▸ EXERCISE BRIEF:
Please rewrite the passage on oxidative stress from "Free radicals are highly" to "consuming synthetic toxins.", replacing "synthetic" with "artificial".

▸ PASSAGE FOR REVIEW:
Quantifying oxidative stress in disease

Some of the techniques and philosophy was born from a study that utilized electron paramagnetic resonance to study the oxidative stress levels of patients with sickle cell related thalassemia – a recessive blood disorder. The researchers tested 38 of the patients and compared their results with healthy control subjects that were matched – same age and so on.

The researchers found that the electron paramagnetic resonance results coincided with levels of oxidative stress determined from the blood of the patients.

They called the electron paramagnetic resonance testing a “radical probe.”

What are Free Radicals?

The “radical probe” is referring to counts of free radicals, which are present in all of our bodies to one degree or another. Other research has found that free radical levels tend to be higher in disease – related to oxidative stress.

Free radicals are highly produced from toxins, but are generally produced from nature as well. Multiple studies over the years have shown that our synthetic chemical society has become more harmful in general because of the increases in free radicals produced by consuming these chemicals.

This doesn’t mean that nature also produces free radicals. It does. Free radicals are a natural part of metabolism. As long as we don’t get bombarded with them by consuming synthetic toxins.

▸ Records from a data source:
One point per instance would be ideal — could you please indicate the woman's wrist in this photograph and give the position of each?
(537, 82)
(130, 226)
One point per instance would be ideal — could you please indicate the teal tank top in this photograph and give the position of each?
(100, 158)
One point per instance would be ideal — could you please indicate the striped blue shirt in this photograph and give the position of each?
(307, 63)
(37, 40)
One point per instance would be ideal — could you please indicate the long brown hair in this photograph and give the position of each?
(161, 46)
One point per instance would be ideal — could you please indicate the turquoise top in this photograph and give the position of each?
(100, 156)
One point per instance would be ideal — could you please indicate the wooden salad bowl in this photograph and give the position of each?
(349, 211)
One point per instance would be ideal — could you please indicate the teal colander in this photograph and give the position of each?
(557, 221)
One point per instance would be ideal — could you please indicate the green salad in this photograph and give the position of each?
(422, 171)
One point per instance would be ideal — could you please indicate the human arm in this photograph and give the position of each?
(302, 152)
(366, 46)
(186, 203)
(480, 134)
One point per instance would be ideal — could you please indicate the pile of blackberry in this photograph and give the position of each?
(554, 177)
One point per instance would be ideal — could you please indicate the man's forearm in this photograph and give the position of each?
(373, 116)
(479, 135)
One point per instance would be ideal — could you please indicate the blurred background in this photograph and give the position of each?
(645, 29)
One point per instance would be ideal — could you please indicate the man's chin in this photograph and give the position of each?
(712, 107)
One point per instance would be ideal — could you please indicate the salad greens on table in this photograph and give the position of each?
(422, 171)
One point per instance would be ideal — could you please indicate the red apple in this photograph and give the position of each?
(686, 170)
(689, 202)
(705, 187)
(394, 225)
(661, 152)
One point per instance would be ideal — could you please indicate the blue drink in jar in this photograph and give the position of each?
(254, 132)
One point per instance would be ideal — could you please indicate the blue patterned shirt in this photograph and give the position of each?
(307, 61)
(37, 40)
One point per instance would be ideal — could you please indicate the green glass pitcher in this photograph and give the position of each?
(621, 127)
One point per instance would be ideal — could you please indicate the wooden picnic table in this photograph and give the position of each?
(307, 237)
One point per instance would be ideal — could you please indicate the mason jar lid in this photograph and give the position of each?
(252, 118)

▸ ANSWER FOR THIS EXERCISE:
Free radicals are highly produced from toxins, but are generally produced from nature as well. Multiple studies over the years have shown that our artificial chemical society has become more harmful in general because of the increases in free radicals produced by consuming these chemicals.

This doesn’t mean that nature also produces free radicals. It does. Free radicals are a natural part of metabolism. As long as we don’t get bombarded with them by consuming artificial toxins.